- [Input records]
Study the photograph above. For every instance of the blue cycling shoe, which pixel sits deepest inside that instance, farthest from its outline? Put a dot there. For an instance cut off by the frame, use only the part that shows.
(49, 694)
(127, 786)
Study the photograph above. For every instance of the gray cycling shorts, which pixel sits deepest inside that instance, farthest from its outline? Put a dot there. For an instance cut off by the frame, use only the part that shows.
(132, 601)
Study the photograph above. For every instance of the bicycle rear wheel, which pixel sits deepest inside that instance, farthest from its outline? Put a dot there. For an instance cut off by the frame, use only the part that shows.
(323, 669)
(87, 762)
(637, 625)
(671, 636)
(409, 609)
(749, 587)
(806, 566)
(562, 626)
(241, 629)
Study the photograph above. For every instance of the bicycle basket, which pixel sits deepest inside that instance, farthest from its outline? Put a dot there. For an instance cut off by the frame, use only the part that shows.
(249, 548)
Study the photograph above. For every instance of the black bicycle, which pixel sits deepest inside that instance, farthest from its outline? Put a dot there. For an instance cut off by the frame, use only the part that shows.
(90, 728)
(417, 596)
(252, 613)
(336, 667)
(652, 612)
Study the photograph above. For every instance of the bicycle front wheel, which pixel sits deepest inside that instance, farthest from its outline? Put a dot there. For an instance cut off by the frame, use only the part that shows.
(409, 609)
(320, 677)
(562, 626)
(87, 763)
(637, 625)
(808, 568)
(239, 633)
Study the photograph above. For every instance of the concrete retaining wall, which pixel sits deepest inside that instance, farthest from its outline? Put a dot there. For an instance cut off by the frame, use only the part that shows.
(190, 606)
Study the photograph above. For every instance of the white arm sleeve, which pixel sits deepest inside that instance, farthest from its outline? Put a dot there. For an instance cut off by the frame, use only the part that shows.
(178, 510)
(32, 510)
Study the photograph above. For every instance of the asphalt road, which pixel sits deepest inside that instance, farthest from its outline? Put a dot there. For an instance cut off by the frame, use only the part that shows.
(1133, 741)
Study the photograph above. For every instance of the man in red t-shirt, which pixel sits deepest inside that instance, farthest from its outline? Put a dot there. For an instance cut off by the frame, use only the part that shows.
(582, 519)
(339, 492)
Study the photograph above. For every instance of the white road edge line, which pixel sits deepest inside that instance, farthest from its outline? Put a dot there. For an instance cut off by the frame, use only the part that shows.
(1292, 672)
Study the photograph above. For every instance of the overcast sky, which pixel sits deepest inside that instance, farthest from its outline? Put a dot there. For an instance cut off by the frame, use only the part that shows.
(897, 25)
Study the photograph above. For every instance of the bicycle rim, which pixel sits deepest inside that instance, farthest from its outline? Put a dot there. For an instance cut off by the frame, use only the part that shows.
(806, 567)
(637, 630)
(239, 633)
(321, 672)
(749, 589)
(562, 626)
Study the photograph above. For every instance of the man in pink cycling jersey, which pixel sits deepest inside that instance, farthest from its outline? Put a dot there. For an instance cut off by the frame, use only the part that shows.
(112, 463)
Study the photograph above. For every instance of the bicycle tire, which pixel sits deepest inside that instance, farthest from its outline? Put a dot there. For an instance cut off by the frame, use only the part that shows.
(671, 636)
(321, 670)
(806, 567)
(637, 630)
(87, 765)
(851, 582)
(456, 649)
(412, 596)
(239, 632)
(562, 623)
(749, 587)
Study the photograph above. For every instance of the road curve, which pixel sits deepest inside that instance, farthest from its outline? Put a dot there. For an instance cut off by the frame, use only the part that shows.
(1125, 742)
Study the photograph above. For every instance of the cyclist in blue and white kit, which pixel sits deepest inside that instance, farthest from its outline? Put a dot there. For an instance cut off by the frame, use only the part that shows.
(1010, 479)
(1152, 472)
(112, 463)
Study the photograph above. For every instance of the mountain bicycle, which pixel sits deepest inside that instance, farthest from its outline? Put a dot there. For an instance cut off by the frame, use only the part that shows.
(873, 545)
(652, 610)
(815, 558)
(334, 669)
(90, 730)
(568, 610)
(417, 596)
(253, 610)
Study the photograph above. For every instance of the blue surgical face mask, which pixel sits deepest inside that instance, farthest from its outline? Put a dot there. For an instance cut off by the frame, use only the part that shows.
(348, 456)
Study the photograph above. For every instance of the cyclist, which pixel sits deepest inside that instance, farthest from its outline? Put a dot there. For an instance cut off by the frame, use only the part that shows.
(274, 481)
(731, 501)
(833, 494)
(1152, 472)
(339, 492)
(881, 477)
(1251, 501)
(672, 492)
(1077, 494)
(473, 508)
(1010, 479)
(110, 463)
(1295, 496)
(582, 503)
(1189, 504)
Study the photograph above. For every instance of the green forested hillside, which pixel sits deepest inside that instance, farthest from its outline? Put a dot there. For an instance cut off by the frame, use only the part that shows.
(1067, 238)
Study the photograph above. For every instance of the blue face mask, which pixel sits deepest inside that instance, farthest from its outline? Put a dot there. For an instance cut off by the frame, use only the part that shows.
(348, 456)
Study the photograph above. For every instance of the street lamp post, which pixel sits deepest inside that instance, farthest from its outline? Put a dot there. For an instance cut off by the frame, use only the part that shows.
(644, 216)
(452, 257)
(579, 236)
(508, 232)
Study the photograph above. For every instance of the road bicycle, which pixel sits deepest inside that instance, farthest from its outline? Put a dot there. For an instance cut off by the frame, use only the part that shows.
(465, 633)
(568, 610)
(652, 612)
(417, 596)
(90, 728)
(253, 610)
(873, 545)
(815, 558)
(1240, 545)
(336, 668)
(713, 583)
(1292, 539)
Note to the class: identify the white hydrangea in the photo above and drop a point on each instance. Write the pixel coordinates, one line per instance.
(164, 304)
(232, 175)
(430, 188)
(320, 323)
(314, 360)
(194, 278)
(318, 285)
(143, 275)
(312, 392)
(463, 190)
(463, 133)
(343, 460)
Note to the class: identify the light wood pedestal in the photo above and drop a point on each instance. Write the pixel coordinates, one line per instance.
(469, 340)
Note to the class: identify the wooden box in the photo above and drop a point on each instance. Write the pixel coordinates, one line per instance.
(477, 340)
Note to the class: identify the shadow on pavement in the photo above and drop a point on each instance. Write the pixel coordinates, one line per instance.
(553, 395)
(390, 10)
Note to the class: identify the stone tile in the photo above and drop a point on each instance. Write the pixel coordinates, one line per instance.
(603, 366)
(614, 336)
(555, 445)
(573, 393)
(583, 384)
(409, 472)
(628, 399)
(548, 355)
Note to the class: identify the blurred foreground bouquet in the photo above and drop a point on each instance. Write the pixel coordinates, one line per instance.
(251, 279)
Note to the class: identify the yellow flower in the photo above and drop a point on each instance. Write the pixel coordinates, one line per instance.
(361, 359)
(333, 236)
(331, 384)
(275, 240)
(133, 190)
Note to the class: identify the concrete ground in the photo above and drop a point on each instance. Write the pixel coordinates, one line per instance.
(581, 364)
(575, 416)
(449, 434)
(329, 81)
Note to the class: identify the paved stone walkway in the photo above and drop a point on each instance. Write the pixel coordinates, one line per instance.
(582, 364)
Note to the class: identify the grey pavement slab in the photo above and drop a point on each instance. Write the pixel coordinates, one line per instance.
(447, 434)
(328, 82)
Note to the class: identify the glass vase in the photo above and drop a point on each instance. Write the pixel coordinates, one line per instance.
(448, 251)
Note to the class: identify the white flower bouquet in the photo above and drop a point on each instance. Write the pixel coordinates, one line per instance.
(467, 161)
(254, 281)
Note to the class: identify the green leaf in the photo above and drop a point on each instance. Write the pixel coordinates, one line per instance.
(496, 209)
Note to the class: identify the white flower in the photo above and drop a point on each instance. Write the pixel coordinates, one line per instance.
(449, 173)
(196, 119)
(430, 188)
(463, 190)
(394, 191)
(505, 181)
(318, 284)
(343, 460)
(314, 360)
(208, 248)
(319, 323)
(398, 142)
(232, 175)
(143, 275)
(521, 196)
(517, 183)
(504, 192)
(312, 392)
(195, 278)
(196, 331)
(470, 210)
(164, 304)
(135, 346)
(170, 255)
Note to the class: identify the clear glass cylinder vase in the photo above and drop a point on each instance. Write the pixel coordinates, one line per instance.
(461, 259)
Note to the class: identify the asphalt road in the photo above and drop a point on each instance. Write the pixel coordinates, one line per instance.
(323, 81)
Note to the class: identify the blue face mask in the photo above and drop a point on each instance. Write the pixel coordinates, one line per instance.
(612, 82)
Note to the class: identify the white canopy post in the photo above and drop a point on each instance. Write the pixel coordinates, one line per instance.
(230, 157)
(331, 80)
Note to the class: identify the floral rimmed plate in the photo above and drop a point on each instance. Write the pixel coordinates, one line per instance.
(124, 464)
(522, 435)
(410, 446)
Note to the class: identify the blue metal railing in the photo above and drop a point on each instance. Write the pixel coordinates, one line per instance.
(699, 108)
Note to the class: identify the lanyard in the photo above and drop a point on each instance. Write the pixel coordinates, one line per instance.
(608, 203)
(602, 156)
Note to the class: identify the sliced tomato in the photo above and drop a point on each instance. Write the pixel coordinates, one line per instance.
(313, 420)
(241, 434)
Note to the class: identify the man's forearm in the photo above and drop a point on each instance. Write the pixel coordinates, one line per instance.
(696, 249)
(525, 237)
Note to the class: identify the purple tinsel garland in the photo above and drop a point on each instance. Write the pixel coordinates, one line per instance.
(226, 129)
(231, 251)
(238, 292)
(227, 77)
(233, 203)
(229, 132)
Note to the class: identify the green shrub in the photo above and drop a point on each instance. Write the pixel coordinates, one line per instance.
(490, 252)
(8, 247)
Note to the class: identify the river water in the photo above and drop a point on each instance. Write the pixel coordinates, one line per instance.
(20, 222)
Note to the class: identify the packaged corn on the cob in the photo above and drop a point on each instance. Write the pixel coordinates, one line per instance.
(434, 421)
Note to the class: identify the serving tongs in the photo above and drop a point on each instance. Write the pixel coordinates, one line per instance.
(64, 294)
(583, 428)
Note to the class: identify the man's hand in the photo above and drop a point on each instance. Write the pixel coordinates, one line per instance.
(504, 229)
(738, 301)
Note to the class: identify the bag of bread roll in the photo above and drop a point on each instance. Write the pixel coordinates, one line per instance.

- [Task objective]
In the material above, the line with "Note to the class: identify the serving" marks the start. Print it and every line after it through the last, exactly.

- [Written answer]
Note to the class: identify the serving tongs in the photo above and drop a point on each instance. Write the pixel coordinates, one line per instance.
(64, 294)
(583, 428)
Note to the class: identify the man's hand in the photo above and drop a point on each instance. Write the pixel coordinates, one line per instance.
(504, 229)
(738, 301)
Note to the class: identify the bag of bread roll in the photo above and drop a point on each instance. Write the pixel coordinates, one line per instance.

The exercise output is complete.